■ Excerto do documento:
#####
40 anos do primeiro Estatuto da Ordem dos Advogados | 16 de março
40 anos do Estatuto
O primeiro Estatuto da Ordem dos Advogados foi publicado há 40 anos, pelo Decreto-Lei n.º 84/84, de 16 de Março.
No preâmbulo deste diploma referia-se que “se concretiza na Ordem dos Advogados, cujo Estatuto agora se aprova, o princípio da descentralização institucional que aproxima a Administração dos cidadãos e se articulam harmoniosamente interesses profissionais dos advogados com o interesse público da justiça.”
Nesse Estatuto, e no que respeita a alterações orgânicas, foi criado o Congresso dos Advogados Portugueses, já com as competências que hoje em dia lhe cabem.
Os restantes órgãos da Ordem eram a assembleia geral, o bastonário, o conselho superior, o conselho geral, as assembleias distritais, os conselhos distritais, os presidentes dos conselhos distritais, as assembleias de comarca, as delegações e os delegados, todos eles compostos exclusivamente por associados com inscrição em vigor.
De destacar ainda a importância dada ao Estágio, com a duração de 18 meses, e sobre o qual o preâmbulo referia que “se, por um lado, se requer a eliminação de entraves ao pleno acesso à profissão, por outro, impõe-se que o tirocínio se faça com a melhor preparação possível dos jovens advogados.”
Durante toda a sua história, e particularmente nos últimos 40 anos, a Ordem dos Advogados sempre cumpriu o seu papel com zelo, rigor e responsabilidade, assegurando a defesa do interesse público da profissão e garantindo que todos os seus associados recebiam formação adequada e desempenhavam a profissão com total respeito pelas normas deontológicas.
Nunca a Ordem dos Advogados transigiu nas suas tarefas nem se deixou contaminar por condescendências corporativistas que pudessem fazer perigar a confiança e qualidade dos serviços prestados pelos profissionais aos/às cidadãos/ãs deste país.
Por isso, volvidos 40 anos, foi com grande pasmo e preocupação que assistimos ao retrocesso e às alterações de alguns dos valores e princípios subjacentes àquele primeiro Estatuto, motivadas por alegados defeitos corporativistas ou de limitação da concorrência que, na verdade, nunca existiram.
Desde logo, com as alterações ao Estatuto atual, levadas a cabo pela Lei n.º 6/2024, de 19 de Janeiro, foi criado um Conselho de Supervisão composto maioritariamente por membros não associados, responsável por zelar pela legalidade da atividade exercida pelos órgãos da Ordem dos Advogados – uma alegada finalidade que assenta numa autêntica falácia, uma vez que a legalidade da actividade dos órgãos da Ordem dos Advogados sempre pôde ser sindicada por via de recurso judicial, como resultava já do n.º 3 do artigo 5.º daquele primeiro Estatuto de 1984.
#####
■ Enunciado:
Reescreva o trecho do texto sobre o primeiro Estatuto da Ordem dos Advogados que começa nas palavras "No preâmbulo deste" e termina em "dia lhe cabem.", substituindo "harmoniosamente" por "equilibradamente". A listagem não é necessária para a resolução.
#####
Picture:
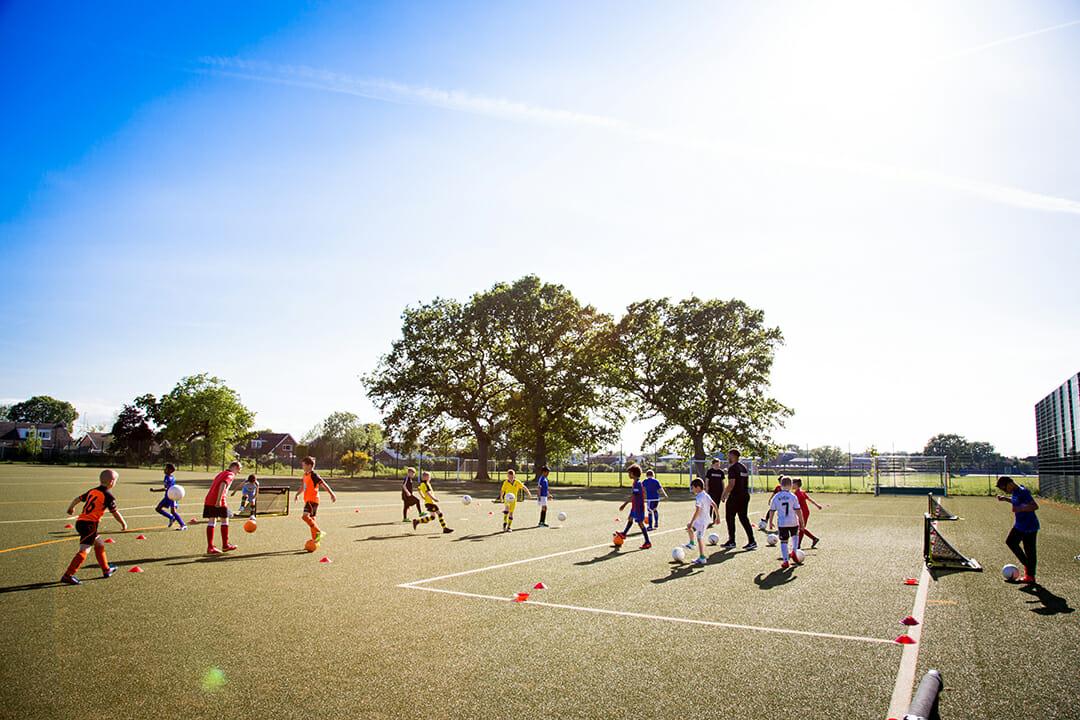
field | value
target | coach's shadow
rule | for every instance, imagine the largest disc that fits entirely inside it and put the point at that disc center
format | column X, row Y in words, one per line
column 774, row 579
column 1052, row 605
column 677, row 572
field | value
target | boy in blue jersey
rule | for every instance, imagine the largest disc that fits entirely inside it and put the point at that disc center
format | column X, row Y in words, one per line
column 167, row 506
column 542, row 496
column 247, row 493
column 1022, row 538
column 636, row 503
column 652, row 492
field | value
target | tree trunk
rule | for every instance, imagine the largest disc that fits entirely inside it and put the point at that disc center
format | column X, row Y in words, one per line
column 698, row 466
column 483, row 452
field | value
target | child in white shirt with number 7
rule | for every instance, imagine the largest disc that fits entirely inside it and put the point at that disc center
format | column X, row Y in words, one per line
column 788, row 519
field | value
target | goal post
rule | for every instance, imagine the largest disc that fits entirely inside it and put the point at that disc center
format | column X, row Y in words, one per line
column 271, row 500
column 910, row 475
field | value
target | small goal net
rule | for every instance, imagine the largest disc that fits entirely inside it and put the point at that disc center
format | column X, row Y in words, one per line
column 271, row 500
column 937, row 511
column 909, row 475
column 940, row 553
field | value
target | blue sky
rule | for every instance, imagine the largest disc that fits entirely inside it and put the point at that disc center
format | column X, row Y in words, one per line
column 259, row 195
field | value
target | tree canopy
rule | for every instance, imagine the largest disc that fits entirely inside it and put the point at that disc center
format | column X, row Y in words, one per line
column 43, row 409
column 702, row 368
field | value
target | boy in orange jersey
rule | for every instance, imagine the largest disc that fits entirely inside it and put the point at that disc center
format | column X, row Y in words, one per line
column 95, row 502
column 215, row 508
column 310, row 487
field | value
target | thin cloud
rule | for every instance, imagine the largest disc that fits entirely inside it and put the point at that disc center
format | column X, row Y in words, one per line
column 1003, row 41
column 403, row 94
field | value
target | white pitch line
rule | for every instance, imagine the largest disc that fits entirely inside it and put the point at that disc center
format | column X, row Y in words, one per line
column 905, row 676
column 666, row 619
column 415, row 583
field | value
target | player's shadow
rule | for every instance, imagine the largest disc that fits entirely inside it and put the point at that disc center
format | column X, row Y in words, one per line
column 677, row 572
column 774, row 579
column 610, row 555
column 1052, row 605
column 475, row 538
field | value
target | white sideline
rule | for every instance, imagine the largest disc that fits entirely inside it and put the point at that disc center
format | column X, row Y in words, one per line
column 640, row 615
column 905, row 676
column 419, row 585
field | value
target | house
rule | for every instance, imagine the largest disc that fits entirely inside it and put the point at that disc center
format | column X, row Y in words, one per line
column 279, row 446
column 54, row 436
column 93, row 444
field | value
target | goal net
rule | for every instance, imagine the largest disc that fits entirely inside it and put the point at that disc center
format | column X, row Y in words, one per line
column 937, row 511
column 271, row 500
column 909, row 475
column 939, row 553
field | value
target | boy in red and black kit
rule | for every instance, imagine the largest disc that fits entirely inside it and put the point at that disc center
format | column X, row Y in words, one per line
column 95, row 502
column 310, row 487
column 215, row 508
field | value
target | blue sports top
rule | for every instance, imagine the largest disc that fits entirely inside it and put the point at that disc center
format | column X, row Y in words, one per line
column 1025, row 521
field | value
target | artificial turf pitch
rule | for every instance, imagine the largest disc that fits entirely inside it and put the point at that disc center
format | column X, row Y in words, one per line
column 406, row 624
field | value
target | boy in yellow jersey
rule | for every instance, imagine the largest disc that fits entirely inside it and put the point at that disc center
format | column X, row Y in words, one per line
column 95, row 502
column 510, row 488
column 431, row 503
column 310, row 487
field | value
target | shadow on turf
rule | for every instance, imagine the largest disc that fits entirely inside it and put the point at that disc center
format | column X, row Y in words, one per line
column 774, row 579
column 1052, row 605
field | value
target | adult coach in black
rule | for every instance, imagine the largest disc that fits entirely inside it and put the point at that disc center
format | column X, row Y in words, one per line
column 714, row 486
column 737, row 497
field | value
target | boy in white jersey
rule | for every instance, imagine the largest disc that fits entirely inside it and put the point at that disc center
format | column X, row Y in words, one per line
column 788, row 519
column 703, row 505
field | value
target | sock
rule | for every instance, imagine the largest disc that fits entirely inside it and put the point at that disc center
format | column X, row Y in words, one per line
column 77, row 561
column 102, row 559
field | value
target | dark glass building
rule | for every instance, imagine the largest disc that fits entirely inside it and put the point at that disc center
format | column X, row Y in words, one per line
column 1057, row 430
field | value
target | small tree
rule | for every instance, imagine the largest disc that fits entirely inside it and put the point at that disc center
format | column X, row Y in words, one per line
column 32, row 444
column 354, row 461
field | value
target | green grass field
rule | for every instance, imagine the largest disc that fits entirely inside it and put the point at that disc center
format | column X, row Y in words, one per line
column 421, row 625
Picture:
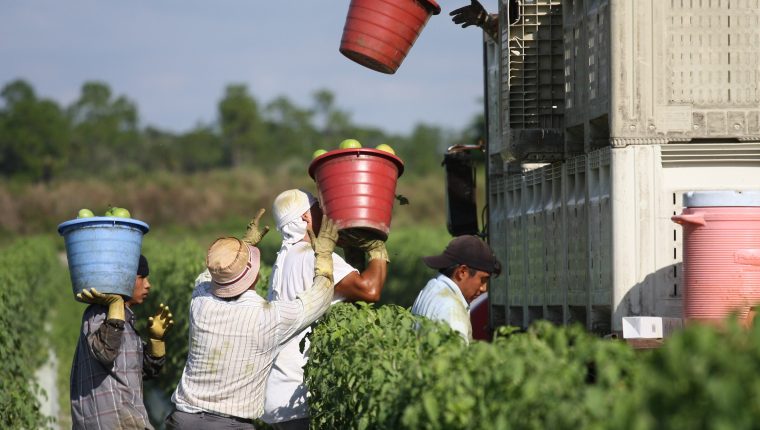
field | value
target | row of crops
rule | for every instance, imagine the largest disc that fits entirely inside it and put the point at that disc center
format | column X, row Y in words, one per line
column 27, row 274
column 381, row 367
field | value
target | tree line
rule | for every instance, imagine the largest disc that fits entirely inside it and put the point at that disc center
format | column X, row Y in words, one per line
column 100, row 133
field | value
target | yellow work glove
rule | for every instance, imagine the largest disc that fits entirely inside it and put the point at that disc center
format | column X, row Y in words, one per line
column 158, row 325
column 114, row 302
column 252, row 234
column 323, row 246
column 358, row 238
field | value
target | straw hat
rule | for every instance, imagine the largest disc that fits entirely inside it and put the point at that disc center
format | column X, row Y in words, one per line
column 233, row 265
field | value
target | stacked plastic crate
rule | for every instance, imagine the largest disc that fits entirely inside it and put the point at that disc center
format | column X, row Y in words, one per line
column 658, row 98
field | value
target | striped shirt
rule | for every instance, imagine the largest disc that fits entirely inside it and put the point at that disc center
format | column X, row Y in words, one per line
column 442, row 300
column 233, row 344
column 109, row 365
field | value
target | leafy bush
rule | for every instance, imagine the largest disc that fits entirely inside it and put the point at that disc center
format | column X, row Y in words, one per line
column 25, row 299
column 407, row 274
column 703, row 378
column 370, row 368
column 550, row 377
column 365, row 363
column 173, row 269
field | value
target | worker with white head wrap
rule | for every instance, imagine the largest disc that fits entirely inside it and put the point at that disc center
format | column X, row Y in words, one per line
column 294, row 212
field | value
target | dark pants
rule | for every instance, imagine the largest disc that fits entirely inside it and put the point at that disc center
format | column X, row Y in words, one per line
column 205, row 421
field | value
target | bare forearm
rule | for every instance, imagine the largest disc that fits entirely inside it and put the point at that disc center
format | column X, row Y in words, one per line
column 366, row 286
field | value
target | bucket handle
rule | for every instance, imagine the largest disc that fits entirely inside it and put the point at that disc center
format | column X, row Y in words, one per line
column 697, row 218
column 749, row 257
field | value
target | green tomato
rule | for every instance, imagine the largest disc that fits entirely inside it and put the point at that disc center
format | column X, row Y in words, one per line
column 85, row 213
column 350, row 144
column 386, row 148
column 120, row 213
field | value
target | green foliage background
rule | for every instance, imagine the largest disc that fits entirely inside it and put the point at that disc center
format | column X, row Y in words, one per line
column 370, row 369
column 29, row 274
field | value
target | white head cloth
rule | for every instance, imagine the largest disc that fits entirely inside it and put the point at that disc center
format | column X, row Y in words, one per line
column 287, row 210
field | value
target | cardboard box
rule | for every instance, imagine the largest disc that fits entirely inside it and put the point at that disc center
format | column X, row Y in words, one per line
column 649, row 327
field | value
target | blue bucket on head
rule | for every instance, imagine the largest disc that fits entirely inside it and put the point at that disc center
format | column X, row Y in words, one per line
column 103, row 253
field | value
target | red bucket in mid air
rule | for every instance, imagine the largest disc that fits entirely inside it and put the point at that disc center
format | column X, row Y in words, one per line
column 357, row 187
column 379, row 33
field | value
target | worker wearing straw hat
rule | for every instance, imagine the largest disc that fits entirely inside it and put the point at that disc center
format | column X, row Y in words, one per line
column 235, row 334
column 294, row 212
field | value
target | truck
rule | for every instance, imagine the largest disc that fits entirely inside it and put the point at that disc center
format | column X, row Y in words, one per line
column 600, row 115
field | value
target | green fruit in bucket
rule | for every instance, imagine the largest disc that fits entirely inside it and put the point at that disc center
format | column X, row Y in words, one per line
column 350, row 144
column 120, row 213
column 386, row 148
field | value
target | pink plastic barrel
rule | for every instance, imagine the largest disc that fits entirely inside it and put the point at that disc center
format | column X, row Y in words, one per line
column 357, row 187
column 721, row 254
column 379, row 33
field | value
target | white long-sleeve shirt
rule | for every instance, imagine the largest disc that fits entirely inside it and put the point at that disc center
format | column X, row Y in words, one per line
column 442, row 300
column 233, row 344
column 286, row 391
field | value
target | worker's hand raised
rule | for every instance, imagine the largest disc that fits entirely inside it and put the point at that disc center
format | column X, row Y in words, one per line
column 253, row 234
column 160, row 323
column 323, row 245
column 114, row 302
column 365, row 241
column 472, row 14
column 328, row 237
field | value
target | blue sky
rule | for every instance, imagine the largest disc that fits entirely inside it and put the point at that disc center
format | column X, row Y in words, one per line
column 173, row 58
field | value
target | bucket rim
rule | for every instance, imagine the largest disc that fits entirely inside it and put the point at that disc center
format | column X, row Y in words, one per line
column 335, row 153
column 432, row 6
column 103, row 220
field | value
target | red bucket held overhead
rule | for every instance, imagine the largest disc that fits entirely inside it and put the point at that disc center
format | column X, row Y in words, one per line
column 357, row 187
column 721, row 254
column 379, row 33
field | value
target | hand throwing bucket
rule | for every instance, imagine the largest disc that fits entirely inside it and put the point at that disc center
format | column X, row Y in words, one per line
column 357, row 187
column 721, row 254
column 103, row 253
column 379, row 33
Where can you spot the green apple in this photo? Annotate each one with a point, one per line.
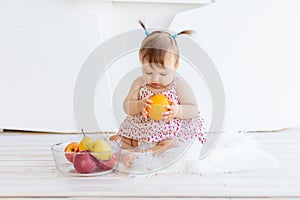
(101, 150)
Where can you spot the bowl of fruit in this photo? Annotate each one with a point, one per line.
(86, 156)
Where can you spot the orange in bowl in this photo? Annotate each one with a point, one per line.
(157, 106)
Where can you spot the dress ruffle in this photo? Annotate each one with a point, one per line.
(139, 128)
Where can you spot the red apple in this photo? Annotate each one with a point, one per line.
(71, 149)
(108, 164)
(84, 163)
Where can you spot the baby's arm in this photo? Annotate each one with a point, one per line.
(188, 107)
(132, 104)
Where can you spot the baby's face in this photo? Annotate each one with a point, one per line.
(158, 76)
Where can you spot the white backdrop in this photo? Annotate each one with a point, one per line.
(255, 47)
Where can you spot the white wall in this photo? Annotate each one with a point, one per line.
(43, 45)
(255, 46)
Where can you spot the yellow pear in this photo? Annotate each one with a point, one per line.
(86, 144)
(102, 150)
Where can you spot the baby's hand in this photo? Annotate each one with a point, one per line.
(143, 104)
(172, 112)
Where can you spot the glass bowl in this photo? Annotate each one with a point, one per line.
(85, 163)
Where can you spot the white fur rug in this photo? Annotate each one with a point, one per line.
(233, 153)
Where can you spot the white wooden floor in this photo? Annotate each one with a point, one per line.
(27, 170)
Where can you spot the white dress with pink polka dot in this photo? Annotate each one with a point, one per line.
(149, 130)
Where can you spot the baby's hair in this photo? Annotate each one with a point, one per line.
(158, 44)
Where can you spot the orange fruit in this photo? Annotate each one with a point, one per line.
(157, 108)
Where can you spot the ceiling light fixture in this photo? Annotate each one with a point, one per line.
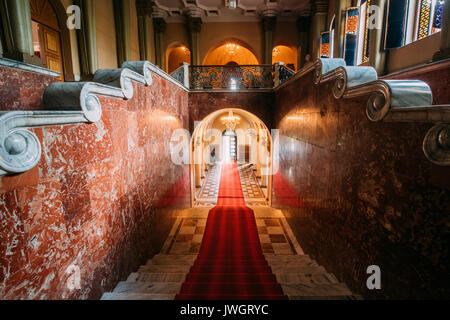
(232, 47)
(231, 121)
(231, 4)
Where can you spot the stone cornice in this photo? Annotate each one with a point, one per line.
(67, 103)
(144, 8)
(388, 101)
(319, 6)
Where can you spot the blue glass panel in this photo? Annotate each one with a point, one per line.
(437, 22)
(350, 49)
(395, 23)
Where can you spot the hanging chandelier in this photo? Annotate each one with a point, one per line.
(231, 4)
(232, 48)
(231, 121)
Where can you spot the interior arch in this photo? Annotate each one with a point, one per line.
(231, 50)
(252, 135)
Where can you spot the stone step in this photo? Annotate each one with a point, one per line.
(352, 297)
(156, 277)
(286, 257)
(165, 268)
(137, 296)
(334, 289)
(148, 287)
(311, 279)
(294, 263)
(298, 269)
(172, 259)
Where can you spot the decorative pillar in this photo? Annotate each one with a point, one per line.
(144, 12)
(122, 18)
(444, 52)
(159, 26)
(303, 29)
(269, 24)
(318, 25)
(195, 27)
(377, 54)
(339, 31)
(18, 34)
(87, 39)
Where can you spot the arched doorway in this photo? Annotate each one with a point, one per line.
(252, 145)
(229, 143)
(177, 54)
(285, 54)
(231, 51)
(51, 38)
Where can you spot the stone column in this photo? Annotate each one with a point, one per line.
(144, 12)
(377, 54)
(122, 17)
(339, 31)
(195, 27)
(159, 26)
(87, 39)
(16, 19)
(318, 25)
(269, 24)
(444, 51)
(303, 29)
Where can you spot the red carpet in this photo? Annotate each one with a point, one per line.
(230, 265)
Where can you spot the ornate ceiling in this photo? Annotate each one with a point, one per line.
(219, 11)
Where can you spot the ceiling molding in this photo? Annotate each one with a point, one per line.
(176, 11)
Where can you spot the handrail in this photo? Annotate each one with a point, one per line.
(66, 103)
(388, 101)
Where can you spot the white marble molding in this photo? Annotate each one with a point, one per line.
(66, 103)
(388, 101)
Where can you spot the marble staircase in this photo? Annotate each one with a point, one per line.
(301, 277)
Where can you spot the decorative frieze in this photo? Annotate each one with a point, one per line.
(388, 100)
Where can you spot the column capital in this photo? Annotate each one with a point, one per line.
(303, 24)
(319, 6)
(144, 8)
(195, 24)
(269, 23)
(160, 25)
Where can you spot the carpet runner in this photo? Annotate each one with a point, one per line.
(231, 265)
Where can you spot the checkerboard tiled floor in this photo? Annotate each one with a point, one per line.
(207, 194)
(250, 186)
(273, 236)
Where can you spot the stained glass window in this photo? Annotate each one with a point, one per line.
(366, 33)
(351, 35)
(437, 22)
(411, 20)
(424, 18)
(396, 23)
(325, 44)
(430, 17)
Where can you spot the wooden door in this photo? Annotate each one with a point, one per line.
(51, 50)
(247, 153)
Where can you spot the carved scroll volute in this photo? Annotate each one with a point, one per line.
(436, 144)
(20, 149)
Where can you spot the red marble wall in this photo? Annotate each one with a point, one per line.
(201, 104)
(102, 198)
(22, 90)
(358, 193)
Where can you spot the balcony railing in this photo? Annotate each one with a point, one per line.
(240, 77)
(231, 77)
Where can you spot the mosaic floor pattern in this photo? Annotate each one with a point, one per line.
(207, 194)
(274, 234)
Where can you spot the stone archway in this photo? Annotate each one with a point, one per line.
(51, 37)
(231, 50)
(254, 138)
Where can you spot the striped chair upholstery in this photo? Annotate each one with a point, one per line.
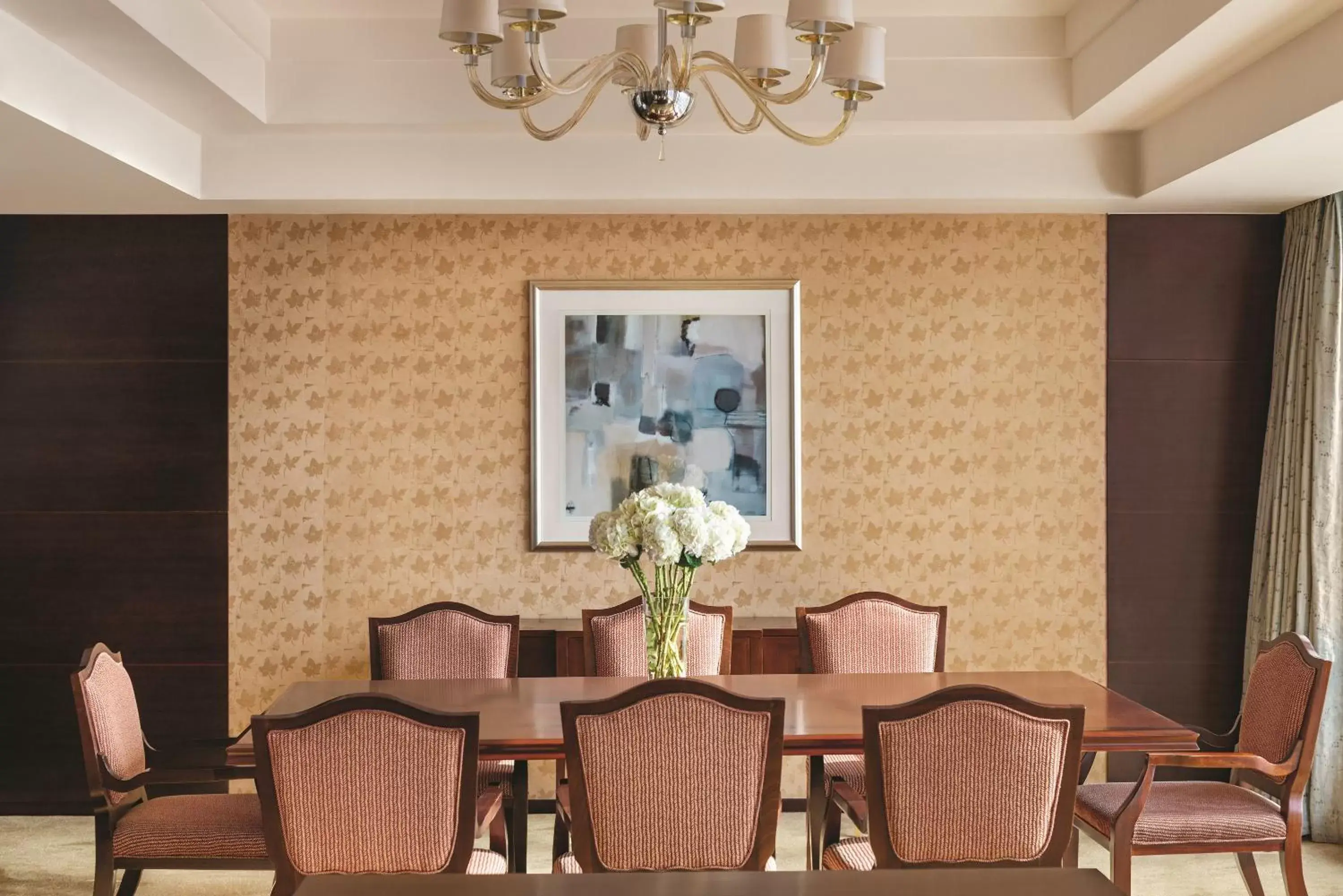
#####
■ Resposta:
No preâmbulo deste diploma referia-se que “se concretiza na Ordem dos Advogados, cujo Estatuto agora se aprova, o princípio da descentralização institucional que aproxima a Administração dos cidadãos e se articulam equilibradamente interesses profissionais dos advogados com o interesse público da justiça.”
Nesse Estatuto, e no que respeita a alterações orgânicas, foi criado o Congresso dos Advogados Portugueses, já com as competências que hoje em dia lhe cabem.